_WHAT YOU ARE ASKED TO DO_:
Reproduce each of the records below line for line, changing nothing.

_RECORDS SUPPLIED_:
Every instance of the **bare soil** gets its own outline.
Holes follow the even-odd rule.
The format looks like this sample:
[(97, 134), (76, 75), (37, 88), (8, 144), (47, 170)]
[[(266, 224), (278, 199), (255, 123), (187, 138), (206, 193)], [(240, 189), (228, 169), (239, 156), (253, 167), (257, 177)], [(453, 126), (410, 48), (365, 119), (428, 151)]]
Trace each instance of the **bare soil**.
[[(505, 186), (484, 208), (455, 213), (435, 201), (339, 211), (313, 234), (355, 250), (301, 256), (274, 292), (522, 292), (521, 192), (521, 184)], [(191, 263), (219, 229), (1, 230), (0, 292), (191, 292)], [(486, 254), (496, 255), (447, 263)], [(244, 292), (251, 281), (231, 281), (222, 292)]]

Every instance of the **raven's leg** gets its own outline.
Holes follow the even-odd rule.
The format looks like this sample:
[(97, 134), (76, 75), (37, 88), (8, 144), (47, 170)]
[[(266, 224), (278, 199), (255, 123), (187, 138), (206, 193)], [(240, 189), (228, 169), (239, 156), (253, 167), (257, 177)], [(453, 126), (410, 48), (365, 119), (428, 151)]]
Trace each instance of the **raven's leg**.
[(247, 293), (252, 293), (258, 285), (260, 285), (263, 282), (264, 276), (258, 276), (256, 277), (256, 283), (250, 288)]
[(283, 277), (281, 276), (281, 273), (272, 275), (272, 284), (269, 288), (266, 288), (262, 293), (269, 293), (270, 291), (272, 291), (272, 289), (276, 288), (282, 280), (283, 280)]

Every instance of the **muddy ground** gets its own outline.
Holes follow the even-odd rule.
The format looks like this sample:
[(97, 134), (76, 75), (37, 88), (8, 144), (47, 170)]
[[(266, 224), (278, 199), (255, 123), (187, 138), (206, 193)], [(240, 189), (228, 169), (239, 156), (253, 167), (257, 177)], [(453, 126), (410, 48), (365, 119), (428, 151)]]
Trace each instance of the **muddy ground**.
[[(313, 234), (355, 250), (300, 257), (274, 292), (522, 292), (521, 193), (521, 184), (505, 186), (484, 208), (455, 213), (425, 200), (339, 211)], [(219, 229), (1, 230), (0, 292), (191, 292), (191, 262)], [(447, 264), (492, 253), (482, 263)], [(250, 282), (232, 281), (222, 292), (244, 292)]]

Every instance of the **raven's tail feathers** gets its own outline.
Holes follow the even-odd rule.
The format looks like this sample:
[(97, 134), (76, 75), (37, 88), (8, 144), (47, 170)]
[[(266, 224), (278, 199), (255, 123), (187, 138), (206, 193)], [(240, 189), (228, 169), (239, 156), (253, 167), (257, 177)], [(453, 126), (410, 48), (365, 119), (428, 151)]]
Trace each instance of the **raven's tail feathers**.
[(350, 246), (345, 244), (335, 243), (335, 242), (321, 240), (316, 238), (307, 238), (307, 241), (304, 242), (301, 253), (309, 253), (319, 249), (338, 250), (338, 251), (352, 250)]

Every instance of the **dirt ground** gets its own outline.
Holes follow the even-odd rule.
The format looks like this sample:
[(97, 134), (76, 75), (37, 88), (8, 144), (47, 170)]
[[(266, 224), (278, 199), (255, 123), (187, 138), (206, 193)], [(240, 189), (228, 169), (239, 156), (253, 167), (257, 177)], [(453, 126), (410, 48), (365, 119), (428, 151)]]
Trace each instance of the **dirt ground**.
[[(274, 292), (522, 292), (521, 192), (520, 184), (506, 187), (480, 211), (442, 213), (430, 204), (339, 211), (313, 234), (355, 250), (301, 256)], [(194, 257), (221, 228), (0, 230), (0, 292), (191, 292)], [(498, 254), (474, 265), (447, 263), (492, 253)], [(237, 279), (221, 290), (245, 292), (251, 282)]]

_ANSWER FOR THE TASK_:
Every instance of the **bare soil** gets its own outline.
Holes follow the even-odd rule.
The format looks like this sample:
[(97, 134), (76, 75), (37, 88), (8, 144), (47, 170)]
[[(266, 224), (278, 199), (255, 123), (187, 138), (206, 193)], [(240, 189), (228, 169), (239, 156), (253, 167), (257, 177)], [(453, 126), (410, 48), (365, 119), (428, 151)]]
Trace each instance of the **bare soil**.
[[(505, 186), (484, 208), (455, 213), (435, 201), (339, 211), (313, 234), (355, 250), (301, 256), (274, 292), (522, 292), (521, 192), (521, 184)], [(191, 263), (219, 229), (1, 230), (0, 292), (191, 292)], [(486, 254), (496, 255), (447, 263)], [(244, 292), (251, 281), (231, 281), (222, 292)]]

Every instance of the **raven's leg** gets its own outline.
Holes follow the even-odd rule.
The format looks like this sample:
[(97, 134), (76, 75), (37, 88), (8, 144), (47, 170)]
[[(266, 224), (278, 199), (255, 123), (187, 138), (206, 193)], [(240, 189), (228, 169), (239, 156), (253, 167), (257, 177)], [(453, 126), (410, 48), (365, 119), (428, 151)]]
Trace each instance of the **raven's leg**.
[(247, 293), (252, 293), (258, 285), (260, 285), (263, 282), (264, 276), (258, 276), (256, 277), (256, 283), (250, 288)]
[(283, 277), (281, 276), (281, 273), (272, 275), (272, 284), (269, 288), (266, 288), (262, 293), (269, 293), (270, 291), (272, 291), (272, 289), (276, 288), (282, 280), (283, 280)]

Every instance of the **muddy ground** gets its own outline.
Holes follow the even-odd rule.
The format looks like this sample:
[(97, 134), (76, 75), (37, 88), (8, 144), (47, 170)]
[[(266, 224), (278, 199), (255, 123), (187, 138), (206, 193)], [(240, 189), (228, 169), (239, 156), (253, 167), (257, 177)], [(453, 126), (410, 48), (365, 119), (428, 151)]]
Trace each instance of the **muddy ground**.
[[(313, 234), (355, 250), (300, 257), (274, 292), (522, 292), (521, 193), (521, 184), (505, 186), (484, 208), (455, 213), (425, 200), (339, 211)], [(219, 229), (1, 230), (0, 292), (191, 292), (191, 262)], [(447, 264), (492, 253), (482, 263)], [(250, 282), (232, 281), (222, 292), (244, 292)]]

Every instance of the **raven's tail feathers** gets its own outline.
Holes follow the even-odd rule.
The format looks like this sample:
[(97, 134), (76, 75), (37, 88), (8, 144), (47, 170)]
[[(266, 224), (278, 199), (255, 123), (187, 138), (206, 193)], [(240, 189), (228, 169), (239, 156), (253, 167), (257, 177)], [(453, 126), (410, 48), (365, 119), (428, 151)]]
Trace each instance of the **raven's tail feathers**.
[(350, 246), (345, 244), (335, 243), (335, 242), (321, 240), (316, 238), (307, 238), (307, 241), (304, 242), (301, 253), (309, 253), (319, 249), (338, 250), (338, 251), (352, 250)]

Every instance of the **dirt ground** gets its own outline.
Holes follow the even-odd rule.
The format looks like this sample:
[(97, 134), (76, 75), (37, 88), (8, 144), (47, 170)]
[[(266, 224), (278, 199), (255, 123), (187, 138), (206, 193)], [(240, 189), (228, 169), (239, 156), (253, 167), (257, 177)], [(453, 126), (410, 48), (365, 119), (428, 151)]]
Trace each instance of the **dirt ground**.
[[(274, 292), (522, 292), (521, 192), (520, 184), (506, 187), (480, 211), (442, 213), (430, 204), (339, 211), (313, 234), (355, 250), (301, 256)], [(194, 257), (221, 228), (0, 230), (0, 292), (191, 292)], [(498, 254), (474, 265), (447, 263), (492, 253)], [(237, 279), (221, 290), (245, 292), (251, 282)]]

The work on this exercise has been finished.